• [Ihre Aufgaben]:
a - In welcher Funktion ist die Klägerin laut dem Textauszug zum Mutterschaftsgeld nebenberuflich beim Beklagten tätig?
b - Schreiben Sie den Textauszug zum Mutterschaftsgeld im Anschluss an seinen letzten Satz weiter.

• [Ausgewählter Textauszug]:
- - - - -

Entscheidungsstichwort (Thema)
Zuschuß zum Mutterschaftsgeld bei mehreren Arbeitsverhältnissen
Leitsatz (redaktionell)
1. Der Zuschuß zum Mutterschaftsgeld nach § 14 Abs 1 MuSchG dient dazu, die Frau während der Schutzfristen insoweit wirtschaftlich abzusichern, wie ihr kalendertägliches Nettoarbeitsentgelt 25,-- DM übersteigt.
2.a. Übt die Frau neben einer hauptberuflichen noch eine Nebentätigkeit aus, so sind auch die Bezüge der Nebentätigkeit für die Berechnung des kalendertäglichen Arbeitsentgelts zu berücksichtigen. Der Zuschuß zwischen dem so ermittelten Nettoentgelt und dem Mutterschaftsgeld ist von den Arbeitgebern anteilig in dem Verhältnis zu zahlen, in dem die Nettobezüge zueinander stehen.
b. Die Zuschußpflicht des Arbeitgebers der Nebentätigkeit entfällt nicht deshalb, weil die Nebentätigkeit versicherungsfrei ist.
Normenkette
MuSchG § 14 Abs. 1
Verfahrensgang
LAG Hamm (Entscheidung vom 16.10.1986; Aktenzeichen 9 Sa 922/86) |
ArbG Gelsenkirchen (Entscheidung vom 28.02.1986; Aktenzeichen 1 Ca 3852/85) |
Tatbestand
Die Parteien streiten darüber, ob der Beklagte verpflichtet ist, der Klägerin einen Zuschuß zum Mutterschaftsgeld zu zahlen.
Die Klägerin ist als Verwaltungsangestellte bei der Stadt G beschäftigt; sie erzielte aus dieser Tätigkeit im Jahre 1984 ein durchschnittliches Nettoeinkommen von 2.129,83 DM monatlich. Bei dem Beklagten arbeitet die Klägerin seit dem 1. Juni 1980 nebenberuflich als Kassiererin im Totalisatorbereich an durchschnittlich sieben Renntagen im Monat; in dieser Beschäftigung belief sich ihr Nettoverdienst auf 375,-- DM monatlich.
Am 17. August 1984 brachte die Klägerin ihre Tochter St zur Welt. Die Schutzfristen vor und nach der Niederkunft liefen vom 29. Juni 1984 bis 12. Oktober 1984. Für diese Zeit erhielt die Klägerin, die im Rahmen ihrer hauptberuflichen Beschäftigung bei der DAK krankenversichert ist, ein kalendertägliches Mutterschaftsgeld von 25,-- DM. Die Stadt G zahlte gemäß § 14 MuSchG einen Zuschuß zum Mutterschaftsgeld.

- - - - -

• [Rohdaten]:
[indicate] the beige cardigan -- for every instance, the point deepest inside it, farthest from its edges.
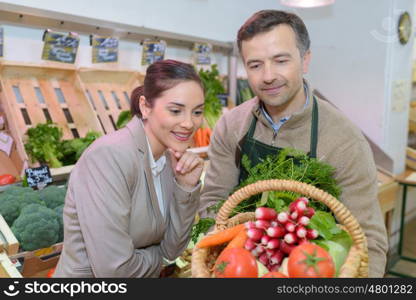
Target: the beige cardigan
(112, 223)
(340, 144)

- - - - -

• [Erwartete Ergebnisse]:
a - Als Kassiererin im Totalisatorbereich.

b -
Die Klägerin ist der Ansicht, auch der Beklagte sei verpflichtet, ihr einen anteiligen Zuschuß zum Mutterschaftsgeld zu zahlen. Hinsichtlich der insoweit unstreitig gebliebenen Berechnung hat die Klägerin von dem erzielten Gesamtverdienst das erhaltene Mutterschaftsgeld abgesetzt und den Unterschiedsbetrag zum Gesamtnettoeinkommen im Verhältnis der erzielten Nettobezüge auf beide Arbeitgeber aufgeteilt. Demgemäß hat die Klägerin von dem Beklagten 8,76 DM netto für 106 Kalendertage mit einer Gesamtsumme von 928,56 DM begehrt und beantragt,
den Beklagten zu verurteilen, an sie
928,56 DM netto nebst 4 % Zinsen seit
dem 8. Januar 1986 zu zahlen.
Der Beklagte hat beantragt, die Klage abzuweisen. Er hat geltend gemacht, aus dem zu ihm bestehenden Arbeitsverhältnis könne die Klägerin einen Anspruch auf Zuschuß zum Mutterschaftsgeld nicht herleiten, weil sie weniger als 25,-- DM netto kalendertäglich verdiene. Es könne nicht zu Lasten des Beklagten gehen, wenn die Klägerin noch in einem weiteren Arbeitsverhältnis stehe und dort ein Einkommen beziehe, das einen Anspruch auf Zuschuß zum Mutterschaftsgeld auslöse.
Das Arbeitsgericht hat der Klage stattgegeben. Die Berufung des Beklagten ist erfolglos geblieben. Mit der Revision erstrebt der Beklagte weiterhin die Abweisung der Klage.
Entscheidungsgründe
1. Nach § 14 Abs. 1 MuSchG erhalten Frauen, die Anspruch auf Mutterschaftsgeld nach § 200 RVO oder § 13 Abs. 2 MuSchG haben, für die Zeit der Schutzfristen des § 3 Abs. 2 und des § 6 Abs. 1 MuSchG von ihrem Arbeitgeber einen Zuschuß in Höhe des Unterschiedsbetrages zwischen 25,-- DM und dem um die gesetzlichen Abzüge verminderten durchschnittlichen kalendertäglichen Arbeitsentgelt. Wenn man allein auf diesen Wortlaut des Gesetzes abstellt, dann würde sich gegenüber dem Beklagten ein als Zuschuß zu zahlender Unterschiedsbetrag nicht ergeben. Denn das um die gesetzlichen Abzüge verminderte durchschnittliche kalendertägliche Arbeitsentgelt, das die Klägerin von dem Beklagten bezogen hat, lag unter dem Betrag des Mutterschaftsgeldes von 25,-- DM.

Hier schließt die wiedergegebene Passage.